§ **Objetivo da tarefa**: Por favor, copie na íntegra cada título ou frase do trecho selecionado abaixo em que aparece a palavra "remorso".

§ **Trecho selecionado**:
========

Correr riscos combina com empreendedorismo, de acordo com uma pesquisa da Universidade de Cambridge. Experimentos com 16 empreendedores mostraram que eles tinham um comportamento mais adaptável e com uma tendência a se arriscar que os ajudava na hora de tomar decisões rapidamente em situações estressantes.

Falta de remorso

É comum pensar que psicopatas não sentem culpa ou remorso, mas pesquisas recentes indicaram que eles são sim capazes de sentir essas emoções. Os sentimentos, no entanto, se expressam apenas quando algo os atinge diretamente. Em outras palavras, se eles prejudicarem outra pessoa, não vão se corroer em culpa como outra pessoa poderia fazer, mas se a situação os prejudica financeiramente, por exemplo, eles podem sentir remorso.

========

§ **Dados de origem**:
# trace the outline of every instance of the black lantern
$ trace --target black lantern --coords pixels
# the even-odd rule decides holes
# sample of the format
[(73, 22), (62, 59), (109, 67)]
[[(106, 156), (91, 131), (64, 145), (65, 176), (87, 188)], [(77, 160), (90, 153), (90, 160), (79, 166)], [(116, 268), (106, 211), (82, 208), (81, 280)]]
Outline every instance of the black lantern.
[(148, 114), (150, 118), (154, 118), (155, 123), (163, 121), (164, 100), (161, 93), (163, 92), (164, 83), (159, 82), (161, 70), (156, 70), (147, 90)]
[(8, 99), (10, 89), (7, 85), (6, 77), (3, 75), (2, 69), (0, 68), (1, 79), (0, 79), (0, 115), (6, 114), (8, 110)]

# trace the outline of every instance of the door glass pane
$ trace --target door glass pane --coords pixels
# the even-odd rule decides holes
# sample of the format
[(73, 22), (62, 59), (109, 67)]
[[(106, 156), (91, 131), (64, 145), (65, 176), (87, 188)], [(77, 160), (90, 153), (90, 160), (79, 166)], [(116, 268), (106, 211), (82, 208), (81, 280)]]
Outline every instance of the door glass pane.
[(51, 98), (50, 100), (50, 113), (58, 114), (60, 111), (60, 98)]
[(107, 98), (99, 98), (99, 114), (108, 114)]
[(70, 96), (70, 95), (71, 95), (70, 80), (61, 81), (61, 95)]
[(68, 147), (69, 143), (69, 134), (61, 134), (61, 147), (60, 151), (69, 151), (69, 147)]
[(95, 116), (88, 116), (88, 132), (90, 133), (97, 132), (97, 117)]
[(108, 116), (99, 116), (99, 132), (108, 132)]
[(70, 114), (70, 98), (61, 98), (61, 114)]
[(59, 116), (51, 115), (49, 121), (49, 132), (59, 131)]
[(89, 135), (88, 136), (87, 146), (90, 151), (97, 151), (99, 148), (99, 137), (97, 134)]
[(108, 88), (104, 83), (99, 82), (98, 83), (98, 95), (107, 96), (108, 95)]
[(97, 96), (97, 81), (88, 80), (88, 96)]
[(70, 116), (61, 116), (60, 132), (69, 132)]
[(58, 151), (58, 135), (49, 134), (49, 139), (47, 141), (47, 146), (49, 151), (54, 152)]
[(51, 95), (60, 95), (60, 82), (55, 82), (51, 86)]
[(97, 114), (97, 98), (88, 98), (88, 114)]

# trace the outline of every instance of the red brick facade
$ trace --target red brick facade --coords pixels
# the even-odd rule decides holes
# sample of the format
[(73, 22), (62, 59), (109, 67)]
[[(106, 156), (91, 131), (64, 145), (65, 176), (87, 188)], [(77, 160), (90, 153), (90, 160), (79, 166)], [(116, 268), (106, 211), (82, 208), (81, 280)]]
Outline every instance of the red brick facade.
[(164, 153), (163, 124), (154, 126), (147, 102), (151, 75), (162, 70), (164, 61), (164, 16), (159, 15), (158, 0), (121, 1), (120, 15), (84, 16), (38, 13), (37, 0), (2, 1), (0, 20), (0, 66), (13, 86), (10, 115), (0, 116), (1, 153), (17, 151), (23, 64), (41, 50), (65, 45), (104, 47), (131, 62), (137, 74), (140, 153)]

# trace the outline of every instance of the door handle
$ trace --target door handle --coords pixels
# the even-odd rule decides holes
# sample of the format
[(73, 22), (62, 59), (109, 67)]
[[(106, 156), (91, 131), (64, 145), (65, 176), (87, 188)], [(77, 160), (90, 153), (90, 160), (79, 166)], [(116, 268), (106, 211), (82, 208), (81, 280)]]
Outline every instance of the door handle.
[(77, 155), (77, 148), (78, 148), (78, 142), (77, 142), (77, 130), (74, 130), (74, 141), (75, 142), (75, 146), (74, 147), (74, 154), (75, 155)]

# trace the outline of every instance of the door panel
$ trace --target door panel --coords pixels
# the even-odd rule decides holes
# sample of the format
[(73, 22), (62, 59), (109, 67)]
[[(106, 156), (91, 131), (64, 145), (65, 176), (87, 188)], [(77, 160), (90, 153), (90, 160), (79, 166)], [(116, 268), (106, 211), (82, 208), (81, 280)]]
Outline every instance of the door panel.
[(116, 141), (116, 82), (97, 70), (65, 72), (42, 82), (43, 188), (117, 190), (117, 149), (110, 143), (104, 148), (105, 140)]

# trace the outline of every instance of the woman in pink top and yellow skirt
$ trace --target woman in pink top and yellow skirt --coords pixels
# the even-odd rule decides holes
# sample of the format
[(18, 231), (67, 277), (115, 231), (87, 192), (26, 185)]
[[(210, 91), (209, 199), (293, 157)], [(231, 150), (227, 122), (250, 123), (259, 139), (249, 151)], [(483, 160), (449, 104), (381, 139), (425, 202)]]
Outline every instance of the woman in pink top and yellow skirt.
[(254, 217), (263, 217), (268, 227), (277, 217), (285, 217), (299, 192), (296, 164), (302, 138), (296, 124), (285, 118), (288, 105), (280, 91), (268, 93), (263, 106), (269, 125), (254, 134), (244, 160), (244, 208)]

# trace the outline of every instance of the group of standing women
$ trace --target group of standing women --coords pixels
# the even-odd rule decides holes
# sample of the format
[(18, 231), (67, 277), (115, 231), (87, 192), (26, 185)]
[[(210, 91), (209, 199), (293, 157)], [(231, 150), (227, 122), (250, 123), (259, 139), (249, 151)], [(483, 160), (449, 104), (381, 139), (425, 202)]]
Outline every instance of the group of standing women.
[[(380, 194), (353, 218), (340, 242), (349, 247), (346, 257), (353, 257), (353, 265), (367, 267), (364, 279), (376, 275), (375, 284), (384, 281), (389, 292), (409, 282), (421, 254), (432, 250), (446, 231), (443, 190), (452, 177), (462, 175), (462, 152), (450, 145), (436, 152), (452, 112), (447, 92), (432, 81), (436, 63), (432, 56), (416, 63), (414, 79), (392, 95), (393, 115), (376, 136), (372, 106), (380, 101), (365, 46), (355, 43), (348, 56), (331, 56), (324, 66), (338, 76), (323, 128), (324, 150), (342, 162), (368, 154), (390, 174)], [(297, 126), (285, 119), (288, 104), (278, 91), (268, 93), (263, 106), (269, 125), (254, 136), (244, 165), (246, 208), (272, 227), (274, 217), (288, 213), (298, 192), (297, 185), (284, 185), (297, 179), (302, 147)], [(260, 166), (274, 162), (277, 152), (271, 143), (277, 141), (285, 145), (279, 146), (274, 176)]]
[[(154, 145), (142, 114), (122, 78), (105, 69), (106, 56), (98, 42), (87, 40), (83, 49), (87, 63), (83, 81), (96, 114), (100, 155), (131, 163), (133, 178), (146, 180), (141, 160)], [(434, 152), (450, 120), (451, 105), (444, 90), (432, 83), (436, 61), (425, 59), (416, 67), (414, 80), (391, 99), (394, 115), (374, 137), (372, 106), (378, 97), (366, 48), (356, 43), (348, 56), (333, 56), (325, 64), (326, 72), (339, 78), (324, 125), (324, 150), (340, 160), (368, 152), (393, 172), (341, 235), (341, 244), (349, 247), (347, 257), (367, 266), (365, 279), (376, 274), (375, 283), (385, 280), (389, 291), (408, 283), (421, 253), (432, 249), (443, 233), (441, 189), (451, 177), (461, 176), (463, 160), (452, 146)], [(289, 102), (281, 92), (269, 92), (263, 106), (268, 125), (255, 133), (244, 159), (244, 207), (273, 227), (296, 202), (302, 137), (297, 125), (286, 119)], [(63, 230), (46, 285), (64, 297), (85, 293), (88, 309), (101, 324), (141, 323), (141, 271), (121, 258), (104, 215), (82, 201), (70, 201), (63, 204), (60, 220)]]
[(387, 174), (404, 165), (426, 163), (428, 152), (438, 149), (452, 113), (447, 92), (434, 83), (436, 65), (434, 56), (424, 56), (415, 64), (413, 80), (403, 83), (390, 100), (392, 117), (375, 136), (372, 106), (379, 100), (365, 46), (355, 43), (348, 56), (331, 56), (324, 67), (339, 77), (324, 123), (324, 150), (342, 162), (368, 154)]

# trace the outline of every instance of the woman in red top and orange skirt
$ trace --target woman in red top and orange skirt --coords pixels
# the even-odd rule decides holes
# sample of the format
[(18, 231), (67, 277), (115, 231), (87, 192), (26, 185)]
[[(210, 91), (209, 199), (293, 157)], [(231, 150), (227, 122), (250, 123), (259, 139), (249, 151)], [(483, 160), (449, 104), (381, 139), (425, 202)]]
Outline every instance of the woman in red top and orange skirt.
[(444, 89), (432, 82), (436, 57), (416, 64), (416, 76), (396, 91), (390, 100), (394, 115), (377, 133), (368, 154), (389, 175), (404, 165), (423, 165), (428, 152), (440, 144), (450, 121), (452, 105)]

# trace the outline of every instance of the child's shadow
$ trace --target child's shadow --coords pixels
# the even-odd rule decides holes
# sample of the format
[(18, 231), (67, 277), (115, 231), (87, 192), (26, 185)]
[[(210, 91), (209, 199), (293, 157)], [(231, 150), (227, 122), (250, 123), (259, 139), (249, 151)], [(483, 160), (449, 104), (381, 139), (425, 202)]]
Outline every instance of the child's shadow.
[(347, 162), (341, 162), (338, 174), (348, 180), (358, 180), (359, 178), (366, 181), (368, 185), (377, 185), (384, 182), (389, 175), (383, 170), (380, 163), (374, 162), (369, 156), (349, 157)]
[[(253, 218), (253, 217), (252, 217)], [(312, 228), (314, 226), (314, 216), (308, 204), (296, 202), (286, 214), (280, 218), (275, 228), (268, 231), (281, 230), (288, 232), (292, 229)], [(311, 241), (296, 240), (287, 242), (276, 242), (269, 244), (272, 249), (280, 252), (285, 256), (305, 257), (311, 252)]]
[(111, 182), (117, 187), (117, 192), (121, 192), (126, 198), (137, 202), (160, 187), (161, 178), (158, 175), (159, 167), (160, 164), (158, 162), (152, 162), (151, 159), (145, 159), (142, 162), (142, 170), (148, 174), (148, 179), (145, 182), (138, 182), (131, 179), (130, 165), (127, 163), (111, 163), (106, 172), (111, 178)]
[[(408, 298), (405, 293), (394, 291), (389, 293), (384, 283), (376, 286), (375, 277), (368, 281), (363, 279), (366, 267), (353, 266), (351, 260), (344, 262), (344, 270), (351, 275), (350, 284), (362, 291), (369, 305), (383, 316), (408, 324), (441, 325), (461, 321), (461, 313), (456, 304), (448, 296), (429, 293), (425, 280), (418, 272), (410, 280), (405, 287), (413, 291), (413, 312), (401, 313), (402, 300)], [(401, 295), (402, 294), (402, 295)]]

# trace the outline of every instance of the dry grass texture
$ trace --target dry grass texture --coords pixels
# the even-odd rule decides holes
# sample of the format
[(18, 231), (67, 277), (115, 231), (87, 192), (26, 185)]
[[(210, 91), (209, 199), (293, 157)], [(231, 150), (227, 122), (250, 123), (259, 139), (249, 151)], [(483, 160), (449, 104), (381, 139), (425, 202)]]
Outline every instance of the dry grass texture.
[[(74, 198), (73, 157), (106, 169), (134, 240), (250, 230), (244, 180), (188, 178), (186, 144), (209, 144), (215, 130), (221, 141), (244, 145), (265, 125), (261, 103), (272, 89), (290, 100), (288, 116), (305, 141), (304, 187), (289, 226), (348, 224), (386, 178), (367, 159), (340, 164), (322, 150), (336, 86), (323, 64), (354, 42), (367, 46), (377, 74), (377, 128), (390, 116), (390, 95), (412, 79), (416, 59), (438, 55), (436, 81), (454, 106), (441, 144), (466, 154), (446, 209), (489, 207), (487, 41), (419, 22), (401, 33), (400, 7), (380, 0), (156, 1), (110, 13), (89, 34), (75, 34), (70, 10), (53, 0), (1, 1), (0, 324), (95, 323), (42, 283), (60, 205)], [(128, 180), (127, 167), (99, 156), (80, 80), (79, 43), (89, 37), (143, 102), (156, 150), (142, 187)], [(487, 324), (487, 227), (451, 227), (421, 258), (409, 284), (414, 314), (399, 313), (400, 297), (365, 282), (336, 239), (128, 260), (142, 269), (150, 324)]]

========

§ **Solução**:
- Falta de remorso
- É comum pensar que psicopatas não sentem culpa ou remorso, mas pesquisas recentes indicaram que eles são sim capazes de sentir essas emoções.
- Em outras palavras, se eles prejudicarem outra pessoa, não vão se corroer em culpa como outra pessoa poderia fazer, mas se a situação os prejudica financeiramente, por exemplo, eles podem sentir remorso.